● **Prompt**
Put the lines of the listing into a Markdown table with the columns Row and Line, starting at the line that contains "[tag] orange beak (a dot for each instance)" and continuing through the end of the listing. Number each row, and leave out any blank lines.

[Start Data lines]

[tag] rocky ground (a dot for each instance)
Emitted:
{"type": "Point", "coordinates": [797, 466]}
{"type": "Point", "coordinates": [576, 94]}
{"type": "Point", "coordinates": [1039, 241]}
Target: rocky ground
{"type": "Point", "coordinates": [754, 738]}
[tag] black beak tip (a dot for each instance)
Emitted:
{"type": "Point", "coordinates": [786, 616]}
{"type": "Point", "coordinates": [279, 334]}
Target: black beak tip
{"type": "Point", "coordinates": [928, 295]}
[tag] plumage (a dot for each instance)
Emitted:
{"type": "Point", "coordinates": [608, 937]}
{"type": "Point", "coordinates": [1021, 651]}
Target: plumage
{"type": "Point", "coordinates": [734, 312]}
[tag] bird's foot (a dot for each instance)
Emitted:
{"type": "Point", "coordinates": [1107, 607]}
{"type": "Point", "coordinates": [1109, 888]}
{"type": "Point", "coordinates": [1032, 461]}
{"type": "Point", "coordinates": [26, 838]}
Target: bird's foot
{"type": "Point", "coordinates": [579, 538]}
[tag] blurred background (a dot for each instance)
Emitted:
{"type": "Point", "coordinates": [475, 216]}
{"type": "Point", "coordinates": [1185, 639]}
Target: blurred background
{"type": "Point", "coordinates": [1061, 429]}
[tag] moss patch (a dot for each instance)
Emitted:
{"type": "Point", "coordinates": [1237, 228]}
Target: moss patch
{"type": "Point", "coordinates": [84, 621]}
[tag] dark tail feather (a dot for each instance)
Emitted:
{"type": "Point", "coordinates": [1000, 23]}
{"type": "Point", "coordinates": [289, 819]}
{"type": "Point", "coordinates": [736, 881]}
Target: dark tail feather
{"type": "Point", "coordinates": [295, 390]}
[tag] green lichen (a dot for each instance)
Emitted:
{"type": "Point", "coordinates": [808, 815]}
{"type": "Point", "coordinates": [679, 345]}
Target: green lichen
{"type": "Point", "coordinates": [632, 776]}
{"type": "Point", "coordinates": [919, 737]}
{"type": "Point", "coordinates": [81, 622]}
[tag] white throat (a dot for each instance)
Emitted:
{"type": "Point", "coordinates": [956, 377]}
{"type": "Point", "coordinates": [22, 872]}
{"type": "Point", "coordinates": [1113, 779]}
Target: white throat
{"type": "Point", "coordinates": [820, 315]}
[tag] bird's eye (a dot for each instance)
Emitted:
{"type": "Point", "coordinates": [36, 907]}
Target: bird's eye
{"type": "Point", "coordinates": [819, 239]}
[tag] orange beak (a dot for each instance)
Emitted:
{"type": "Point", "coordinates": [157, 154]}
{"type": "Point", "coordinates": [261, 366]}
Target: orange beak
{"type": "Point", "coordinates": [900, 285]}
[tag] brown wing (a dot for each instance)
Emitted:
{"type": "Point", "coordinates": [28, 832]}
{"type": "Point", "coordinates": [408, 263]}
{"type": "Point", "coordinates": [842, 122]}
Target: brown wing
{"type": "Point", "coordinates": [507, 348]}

[End Data lines]

● **Right answer**
| Row | Line |
|---|---|
| 1 | [tag] orange beak (a dot for each instance) |
| 2 | Emitted: |
| 3 | {"type": "Point", "coordinates": [157, 154]} |
| 4 | {"type": "Point", "coordinates": [261, 366]} |
| 5 | Target: orange beak |
| 6 | {"type": "Point", "coordinates": [900, 285]} |
| 7 | [tag] brown wing (a dot for each instance) |
| 8 | Emitted: |
| 9 | {"type": "Point", "coordinates": [28, 832]} |
| 10 | {"type": "Point", "coordinates": [408, 263]} |
| 11 | {"type": "Point", "coordinates": [842, 122]} |
| 12 | Target: brown wing |
| 13 | {"type": "Point", "coordinates": [507, 348]} |